## Actions to take
**a.** In the Coda mailing list post, which system call does the strace show failing?
**b.** Please list the operations that, according to the Coda mailing list post, the client performs for every file.

## Text provided

>> Begin

Coda File System

Re: Coda and RPM/tar/lchown()

From: Patrick Walsh <pwalsh_at_esoft.com>
Date: Wed, 27 Apr 2005 16:51:39 -0600
	Thanks for responding so quickly.  This is interesting stuff.

> I think Coda doesn't allow someone to change the owner/group id of a
> file if the user doesn't have admin rights from the directory ACL. NOt
> sure though, and since Coda ultimately relies on the ACL based
> permissions it doesn't matter all that much.

	It doesn't matter, but rpm fails.  Turns out that it's failing when
trying to change the owner of a symlink.  It can be reproduced by doing
a `chown -h newuser symlinkfile`.  I'm sure we can workaround it, but I
think it's a coda bug.  An strace shows the failure happens in the
lchown() system call.  The chown() system calls seem to work fine.

> Correct, in connect mode the we don't return back to the application
> until the file is stored on all replicas. So if you're using 2 replicas
> it will end up transferring twice the amount of data. On top of that,
> the Coda server will force all the changes do disk (and probably even
> flush/truncate the RVM) before it returns to the client. In addition,
> the client probably performs at least 4 operations for every file,
> (create, store, chown, chmod, possibly utimes) and there is no
> coalescing every operation becomes a separate RVM transaction, along
> with a bunch of RVM flushing/truncating/fsyncing.

>> End

(Bounding-box data)

>> Begin

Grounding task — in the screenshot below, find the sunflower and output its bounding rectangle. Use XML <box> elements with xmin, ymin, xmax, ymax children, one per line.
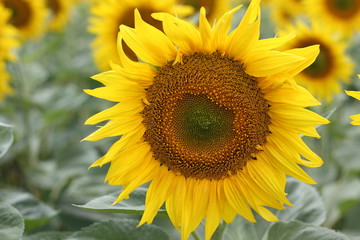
<box><xmin>89</xmin><ymin>0</ymin><xmax>190</xmax><ymax>70</ymax></box>
<box><xmin>0</xmin><ymin>3</ymin><xmax>19</xmax><ymax>100</ymax></box>
<box><xmin>0</xmin><ymin>0</ymin><xmax>46</xmax><ymax>39</ymax></box>
<box><xmin>280</xmin><ymin>22</ymin><xmax>354</xmax><ymax>102</ymax></box>
<box><xmin>84</xmin><ymin>0</ymin><xmax>328</xmax><ymax>239</ymax></box>
<box><xmin>270</xmin><ymin>0</ymin><xmax>303</xmax><ymax>28</ymax></box>
<box><xmin>304</xmin><ymin>0</ymin><xmax>360</xmax><ymax>36</ymax></box>
<box><xmin>0</xmin><ymin>2</ymin><xmax>19</xmax><ymax>61</ymax></box>
<box><xmin>179</xmin><ymin>0</ymin><xmax>231</xmax><ymax>23</ymax></box>
<box><xmin>46</xmin><ymin>0</ymin><xmax>74</xmax><ymax>31</ymax></box>
<box><xmin>345</xmin><ymin>74</ymin><xmax>360</xmax><ymax>125</ymax></box>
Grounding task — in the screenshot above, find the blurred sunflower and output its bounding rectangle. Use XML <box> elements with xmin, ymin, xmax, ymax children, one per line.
<box><xmin>84</xmin><ymin>0</ymin><xmax>328</xmax><ymax>239</ymax></box>
<box><xmin>89</xmin><ymin>0</ymin><xmax>191</xmax><ymax>70</ymax></box>
<box><xmin>46</xmin><ymin>0</ymin><xmax>74</xmax><ymax>31</ymax></box>
<box><xmin>345</xmin><ymin>74</ymin><xmax>360</xmax><ymax>125</ymax></box>
<box><xmin>304</xmin><ymin>0</ymin><xmax>360</xmax><ymax>36</ymax></box>
<box><xmin>179</xmin><ymin>0</ymin><xmax>231</xmax><ymax>23</ymax></box>
<box><xmin>280</xmin><ymin>22</ymin><xmax>354</xmax><ymax>102</ymax></box>
<box><xmin>0</xmin><ymin>0</ymin><xmax>46</xmax><ymax>39</ymax></box>
<box><xmin>0</xmin><ymin>3</ymin><xmax>19</xmax><ymax>100</ymax></box>
<box><xmin>270</xmin><ymin>0</ymin><xmax>304</xmax><ymax>28</ymax></box>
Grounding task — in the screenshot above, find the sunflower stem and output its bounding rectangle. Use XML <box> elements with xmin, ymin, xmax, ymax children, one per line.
<box><xmin>211</xmin><ymin>221</ymin><xmax>227</xmax><ymax>240</ymax></box>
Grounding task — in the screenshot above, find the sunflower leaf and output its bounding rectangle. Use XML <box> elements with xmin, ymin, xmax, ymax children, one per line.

>> End

## Results of the exercise
**a.** The lchown() system call.

**b.** create, store, chown, chmod, and possibly utimes